» Required work
In the data that follows, determine how many lines contain the word "yellow", and give only that number.

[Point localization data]
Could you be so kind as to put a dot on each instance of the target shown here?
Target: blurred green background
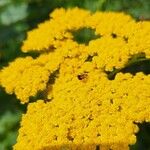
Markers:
(19, 16)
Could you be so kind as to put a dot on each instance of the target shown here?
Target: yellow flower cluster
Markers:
(83, 108)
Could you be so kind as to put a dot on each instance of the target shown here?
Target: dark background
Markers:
(19, 16)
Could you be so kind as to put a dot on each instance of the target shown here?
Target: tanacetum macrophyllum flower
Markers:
(83, 107)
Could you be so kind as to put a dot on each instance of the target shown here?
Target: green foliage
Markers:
(8, 129)
(19, 16)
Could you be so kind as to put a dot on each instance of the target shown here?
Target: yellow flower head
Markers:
(89, 101)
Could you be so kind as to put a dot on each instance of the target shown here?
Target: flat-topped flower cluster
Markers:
(81, 107)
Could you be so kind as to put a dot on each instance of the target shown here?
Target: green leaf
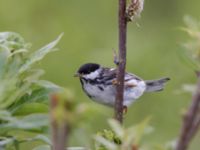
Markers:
(38, 55)
(29, 122)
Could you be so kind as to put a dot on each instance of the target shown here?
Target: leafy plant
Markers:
(23, 101)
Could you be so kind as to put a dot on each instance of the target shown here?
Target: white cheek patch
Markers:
(92, 75)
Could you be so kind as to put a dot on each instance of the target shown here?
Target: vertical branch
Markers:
(122, 61)
(59, 128)
(191, 120)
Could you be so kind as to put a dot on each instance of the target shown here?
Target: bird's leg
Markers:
(116, 59)
(115, 82)
(125, 110)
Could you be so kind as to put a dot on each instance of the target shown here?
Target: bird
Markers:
(99, 84)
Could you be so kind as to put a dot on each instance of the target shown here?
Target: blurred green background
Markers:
(90, 35)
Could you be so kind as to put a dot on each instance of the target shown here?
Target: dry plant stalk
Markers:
(191, 120)
(59, 130)
(121, 66)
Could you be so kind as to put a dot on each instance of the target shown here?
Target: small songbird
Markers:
(99, 83)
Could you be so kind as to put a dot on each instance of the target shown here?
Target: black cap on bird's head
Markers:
(87, 69)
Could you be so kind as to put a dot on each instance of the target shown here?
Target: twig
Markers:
(122, 61)
(59, 130)
(191, 120)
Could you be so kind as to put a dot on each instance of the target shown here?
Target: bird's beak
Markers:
(77, 75)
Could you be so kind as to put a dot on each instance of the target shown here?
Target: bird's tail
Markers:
(155, 85)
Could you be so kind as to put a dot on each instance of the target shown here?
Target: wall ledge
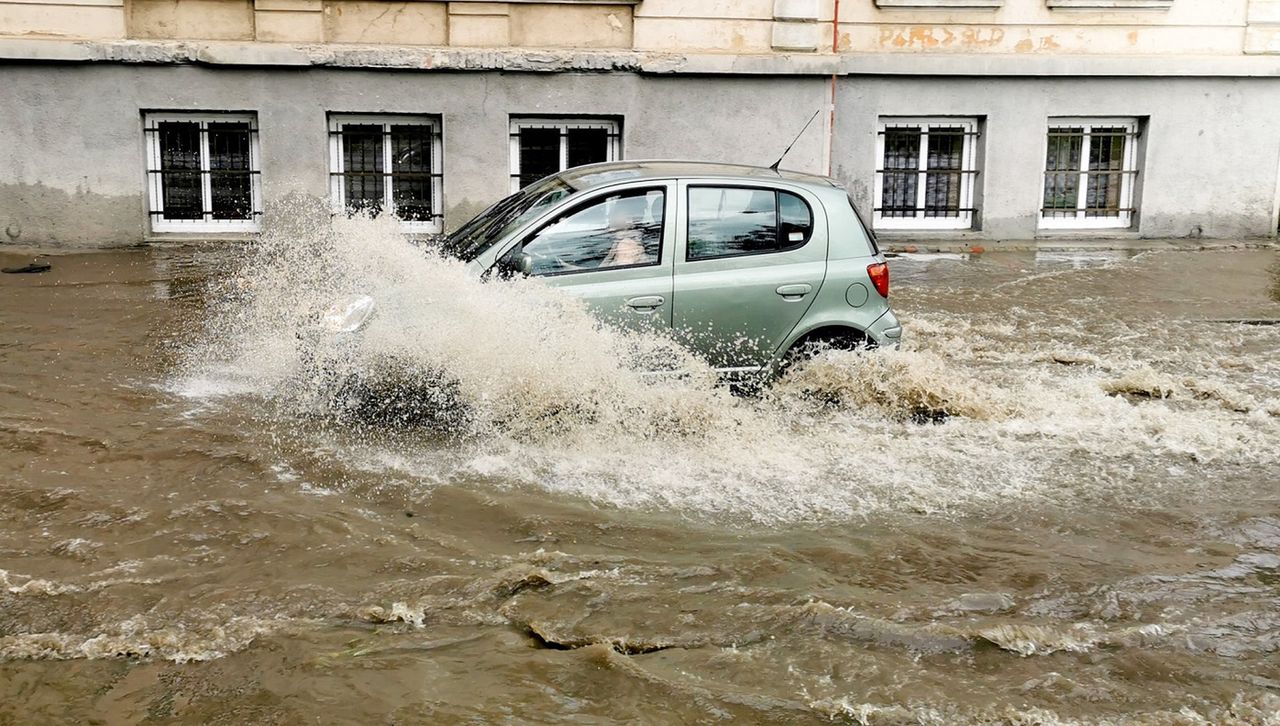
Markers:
(552, 60)
(1110, 4)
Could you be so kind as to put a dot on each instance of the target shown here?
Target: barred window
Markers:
(1089, 170)
(388, 164)
(543, 146)
(927, 174)
(202, 172)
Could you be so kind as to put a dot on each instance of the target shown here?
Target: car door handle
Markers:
(647, 302)
(795, 291)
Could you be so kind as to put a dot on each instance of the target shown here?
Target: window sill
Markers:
(1109, 4)
(940, 4)
(204, 229)
(1088, 233)
(899, 234)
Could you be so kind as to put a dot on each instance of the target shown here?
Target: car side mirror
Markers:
(525, 264)
(512, 264)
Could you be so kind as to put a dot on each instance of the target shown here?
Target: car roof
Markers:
(593, 176)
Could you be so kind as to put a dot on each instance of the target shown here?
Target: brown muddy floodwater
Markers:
(1059, 502)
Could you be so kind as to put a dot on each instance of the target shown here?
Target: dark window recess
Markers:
(411, 172)
(1063, 170)
(901, 172)
(539, 154)
(944, 170)
(229, 170)
(362, 167)
(1106, 172)
(732, 220)
(179, 170)
(586, 146)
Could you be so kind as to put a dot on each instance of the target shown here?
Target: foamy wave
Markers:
(138, 639)
(515, 384)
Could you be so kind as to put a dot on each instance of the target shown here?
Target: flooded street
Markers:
(1059, 502)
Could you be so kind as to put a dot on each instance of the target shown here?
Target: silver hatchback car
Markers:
(745, 265)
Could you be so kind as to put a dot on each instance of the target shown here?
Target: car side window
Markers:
(617, 231)
(728, 222)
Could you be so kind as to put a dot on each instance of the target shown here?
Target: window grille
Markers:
(1089, 172)
(543, 146)
(385, 163)
(927, 173)
(202, 172)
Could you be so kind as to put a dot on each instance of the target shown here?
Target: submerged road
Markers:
(1059, 502)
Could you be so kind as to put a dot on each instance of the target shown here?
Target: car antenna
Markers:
(775, 165)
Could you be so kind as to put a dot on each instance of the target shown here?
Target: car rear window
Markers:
(727, 222)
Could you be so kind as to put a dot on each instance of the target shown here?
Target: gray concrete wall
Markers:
(1211, 146)
(72, 164)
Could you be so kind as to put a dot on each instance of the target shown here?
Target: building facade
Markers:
(127, 121)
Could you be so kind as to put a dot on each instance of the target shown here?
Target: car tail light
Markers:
(878, 273)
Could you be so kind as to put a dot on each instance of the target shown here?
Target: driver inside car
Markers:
(626, 227)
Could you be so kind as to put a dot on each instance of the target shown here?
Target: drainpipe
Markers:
(835, 53)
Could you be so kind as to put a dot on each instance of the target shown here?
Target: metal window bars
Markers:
(202, 170)
(1089, 172)
(388, 163)
(540, 147)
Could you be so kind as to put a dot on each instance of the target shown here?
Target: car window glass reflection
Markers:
(726, 222)
(620, 231)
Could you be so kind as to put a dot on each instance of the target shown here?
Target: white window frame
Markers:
(1129, 168)
(563, 123)
(338, 182)
(968, 181)
(155, 181)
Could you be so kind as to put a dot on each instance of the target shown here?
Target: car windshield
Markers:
(498, 220)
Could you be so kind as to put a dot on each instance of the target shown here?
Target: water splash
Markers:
(511, 383)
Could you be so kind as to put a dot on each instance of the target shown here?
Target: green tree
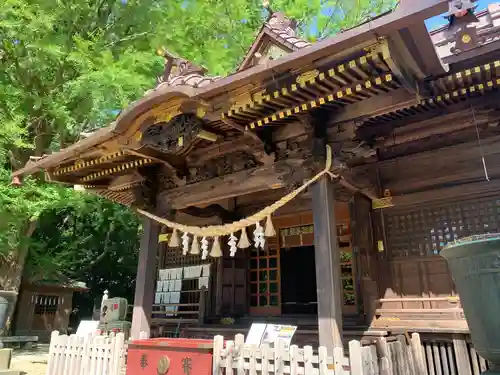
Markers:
(66, 66)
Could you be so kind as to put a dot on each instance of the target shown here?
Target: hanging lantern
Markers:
(460, 13)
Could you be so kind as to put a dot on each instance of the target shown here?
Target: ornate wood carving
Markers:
(294, 148)
(222, 166)
(174, 136)
(293, 173)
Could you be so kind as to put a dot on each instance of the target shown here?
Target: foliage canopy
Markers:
(66, 66)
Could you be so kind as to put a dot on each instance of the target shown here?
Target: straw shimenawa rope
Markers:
(228, 229)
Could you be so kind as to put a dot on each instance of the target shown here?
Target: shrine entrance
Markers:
(298, 281)
(283, 275)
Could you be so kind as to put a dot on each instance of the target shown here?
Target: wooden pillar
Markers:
(219, 266)
(328, 273)
(145, 280)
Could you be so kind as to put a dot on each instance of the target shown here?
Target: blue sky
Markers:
(435, 22)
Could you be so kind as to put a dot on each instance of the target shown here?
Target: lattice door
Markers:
(423, 231)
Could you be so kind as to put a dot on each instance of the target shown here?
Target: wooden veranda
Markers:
(412, 119)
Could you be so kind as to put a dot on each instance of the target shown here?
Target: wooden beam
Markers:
(352, 182)
(461, 191)
(245, 182)
(200, 155)
(211, 211)
(327, 258)
(241, 128)
(376, 106)
(173, 171)
(145, 280)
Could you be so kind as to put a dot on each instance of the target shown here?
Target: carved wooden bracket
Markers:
(174, 136)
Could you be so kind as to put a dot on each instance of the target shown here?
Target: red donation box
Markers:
(170, 356)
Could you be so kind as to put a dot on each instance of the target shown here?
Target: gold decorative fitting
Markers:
(307, 77)
(166, 116)
(317, 102)
(378, 204)
(81, 164)
(259, 96)
(201, 112)
(241, 101)
(118, 168)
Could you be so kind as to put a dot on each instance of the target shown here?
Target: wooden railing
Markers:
(181, 313)
(445, 312)
(90, 355)
(397, 357)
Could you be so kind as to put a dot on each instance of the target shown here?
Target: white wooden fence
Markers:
(236, 358)
(402, 356)
(91, 355)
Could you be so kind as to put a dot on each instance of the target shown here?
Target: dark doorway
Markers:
(298, 281)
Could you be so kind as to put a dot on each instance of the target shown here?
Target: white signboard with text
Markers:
(261, 333)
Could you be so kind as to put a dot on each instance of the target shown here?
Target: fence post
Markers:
(308, 365)
(265, 358)
(239, 341)
(407, 364)
(229, 355)
(355, 359)
(384, 360)
(418, 354)
(218, 347)
(323, 360)
(53, 342)
(202, 305)
(461, 354)
(338, 360)
(118, 354)
(279, 361)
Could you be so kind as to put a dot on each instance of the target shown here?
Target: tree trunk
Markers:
(11, 281)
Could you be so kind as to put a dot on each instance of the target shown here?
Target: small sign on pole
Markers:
(261, 333)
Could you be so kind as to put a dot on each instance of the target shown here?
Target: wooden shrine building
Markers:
(412, 120)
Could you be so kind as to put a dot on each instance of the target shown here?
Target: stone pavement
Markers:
(32, 361)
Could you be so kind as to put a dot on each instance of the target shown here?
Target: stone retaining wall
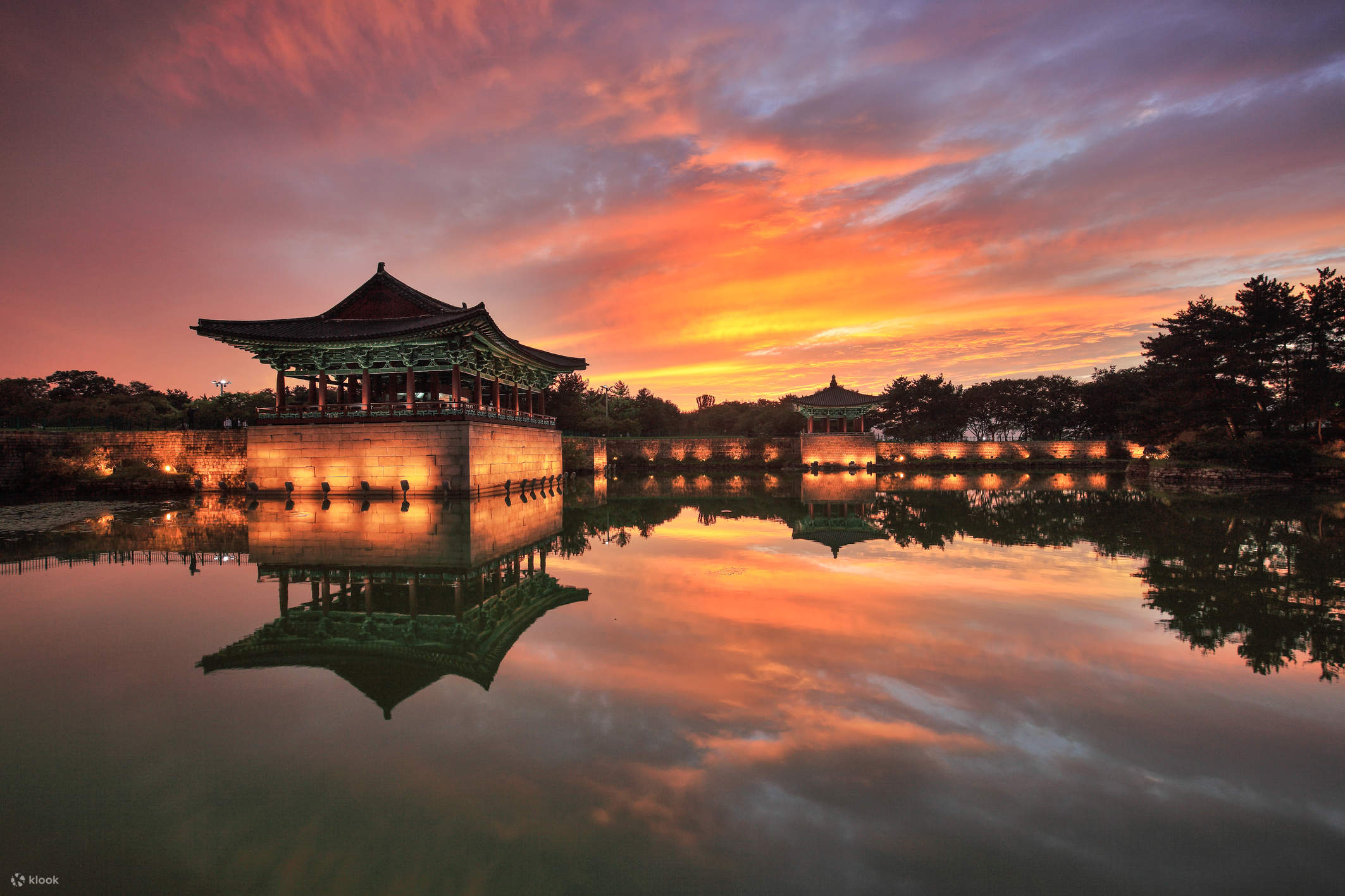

» Solution below
2